**TEXTE PROPOSÉ:**

On retrouve ainsi dans la liste des partenaires de Paris Hors-Ligne, de façon plutôt étonnante, l’application de rencontre française Happn. Cette dernière dépend évidemment du numérique puisqu'elle est utilisée exclusivement sur smartphone. Certes, son slogan (« Se croiser, se retrouver ») insiste sur l’importance de la réalité dans son expérience. Happn présente en effet à ses utilisateurs·rices des profils de personnes croisées IRL (In Real Life, c'est-à-dire dans la vie réelle) auparavant. Mais, sans connexion, l’application n’existe pas. Alors, pourquoi défendre le fait de se débrancher ?

« On essaie de faire un maximum d’événements dans la vraie vie » indique Claire Rénier, directrice de la communication d’Happn. « Et c’est assez logique pour nous puisque notre application ne peut fonctionner que si les gens sortent de chez eux et croisent d’autres utilisateurs. De plus, cette tendance à la déconnexion accompagne la transformation de notre secteur du dating. »

**BLOC DE DONNÉES:**
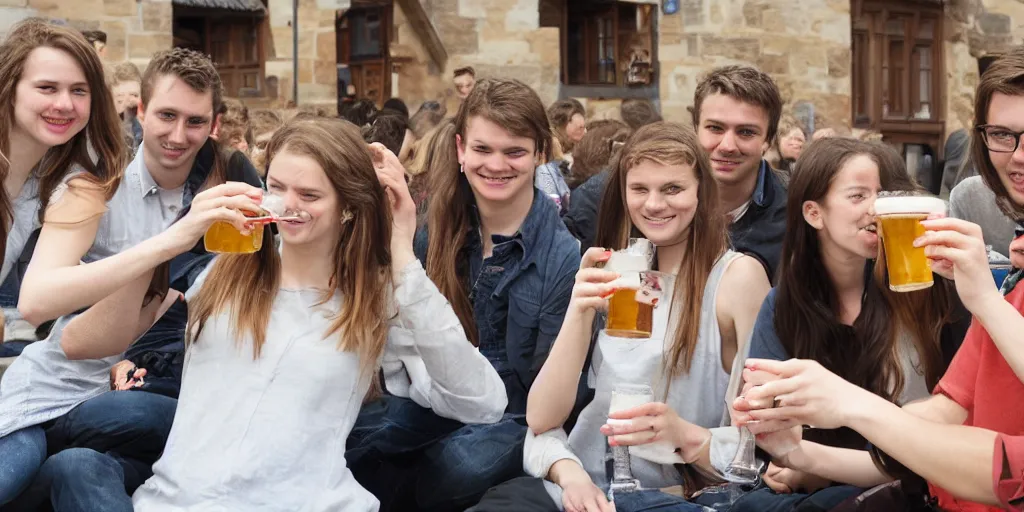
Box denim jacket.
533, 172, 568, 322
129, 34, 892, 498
415, 189, 580, 414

**ÉNONCÉ DE L'EXERCICE:**
Recopiez mot pour mot un passage du texte proposé, en partant des mots « On retrouve ainsi » et en vous arrêtant après « se débrancher ? ».

**RÉPONSE ATTENDUE:**
On retrouve ainsi dans la liste des partenaires de Paris Hors-Ligne, de façon plutôt étonnante, l’application de rencontre française Happn. Cette dernière dépend évidemment du numérique puisqu'elle est utilisée exclusivement sur smartphone. Certes, son slogan (« Se croiser, se retrouver ») insiste sur l’importance de la réalité dans son expérience. Happn présente en effet à ses utilisateurs·rices des profils de personnes croisées IRL (In Real Life, c'est-à-dire dans la vie réelle) auparavant. Mais, sans connexion, l’application n’existe pas. Alors, pourquoi défendre le fait de se débrancher ?